Starting with the line that contains "Place one point per instance of the black" and going on through the end of the items, write those lines out again with "Target" swapped for "Object" and nothing else altered.
[START Given data]
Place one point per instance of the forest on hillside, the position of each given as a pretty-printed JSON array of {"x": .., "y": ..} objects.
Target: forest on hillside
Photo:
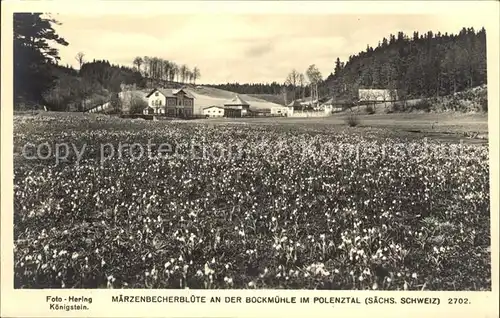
[
  {"x": 39, "y": 79},
  {"x": 421, "y": 65}
]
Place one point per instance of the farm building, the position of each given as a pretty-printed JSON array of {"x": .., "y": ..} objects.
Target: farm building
[
  {"x": 331, "y": 106},
  {"x": 171, "y": 102},
  {"x": 236, "y": 107},
  {"x": 377, "y": 95},
  {"x": 213, "y": 111},
  {"x": 279, "y": 111}
]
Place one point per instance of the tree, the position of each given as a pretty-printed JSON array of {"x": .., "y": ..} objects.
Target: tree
[
  {"x": 33, "y": 55},
  {"x": 182, "y": 71},
  {"x": 302, "y": 84},
  {"x": 291, "y": 80},
  {"x": 196, "y": 74},
  {"x": 79, "y": 58},
  {"x": 138, "y": 61}
]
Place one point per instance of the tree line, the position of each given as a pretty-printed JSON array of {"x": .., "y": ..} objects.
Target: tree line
[
  {"x": 423, "y": 65},
  {"x": 162, "y": 69},
  {"x": 420, "y": 66}
]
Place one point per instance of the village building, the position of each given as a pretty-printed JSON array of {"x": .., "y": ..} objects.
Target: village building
[
  {"x": 213, "y": 111},
  {"x": 236, "y": 107},
  {"x": 170, "y": 102}
]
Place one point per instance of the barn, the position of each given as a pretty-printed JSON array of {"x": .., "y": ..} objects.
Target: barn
[
  {"x": 236, "y": 107},
  {"x": 213, "y": 111}
]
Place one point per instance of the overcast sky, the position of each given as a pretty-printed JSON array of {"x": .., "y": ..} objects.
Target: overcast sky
[{"x": 240, "y": 48}]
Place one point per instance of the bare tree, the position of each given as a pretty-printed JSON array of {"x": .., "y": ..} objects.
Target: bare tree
[
  {"x": 138, "y": 61},
  {"x": 292, "y": 80},
  {"x": 80, "y": 58},
  {"x": 182, "y": 71},
  {"x": 315, "y": 78},
  {"x": 302, "y": 83},
  {"x": 196, "y": 74}
]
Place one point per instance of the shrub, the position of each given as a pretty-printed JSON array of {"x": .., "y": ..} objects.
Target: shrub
[
  {"x": 352, "y": 120},
  {"x": 423, "y": 104},
  {"x": 483, "y": 103}
]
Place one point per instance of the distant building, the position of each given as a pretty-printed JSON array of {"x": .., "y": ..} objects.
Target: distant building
[
  {"x": 170, "y": 102},
  {"x": 332, "y": 106},
  {"x": 236, "y": 107},
  {"x": 213, "y": 111},
  {"x": 279, "y": 110},
  {"x": 377, "y": 95}
]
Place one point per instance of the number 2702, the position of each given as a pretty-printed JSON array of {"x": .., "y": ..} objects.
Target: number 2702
[{"x": 460, "y": 301}]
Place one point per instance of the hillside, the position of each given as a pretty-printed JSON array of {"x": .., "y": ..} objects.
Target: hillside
[{"x": 272, "y": 98}]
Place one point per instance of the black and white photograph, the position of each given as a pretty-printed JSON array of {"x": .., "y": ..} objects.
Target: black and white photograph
[{"x": 251, "y": 151}]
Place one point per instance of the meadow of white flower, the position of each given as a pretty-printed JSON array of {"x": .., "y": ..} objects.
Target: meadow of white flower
[END Given data]
◆ Answer to this task:
Place one point per instance of the black and white photograph, the position of each given as a pretty-printed JSON array of {"x": .., "y": ..} objects.
Object: black and white photograph
[{"x": 251, "y": 151}]
Place one point per instance of the meadow of white flower, the position of each given as a pretty-printed JSON array of {"x": .., "y": ..} objects.
Object: meadow of white flower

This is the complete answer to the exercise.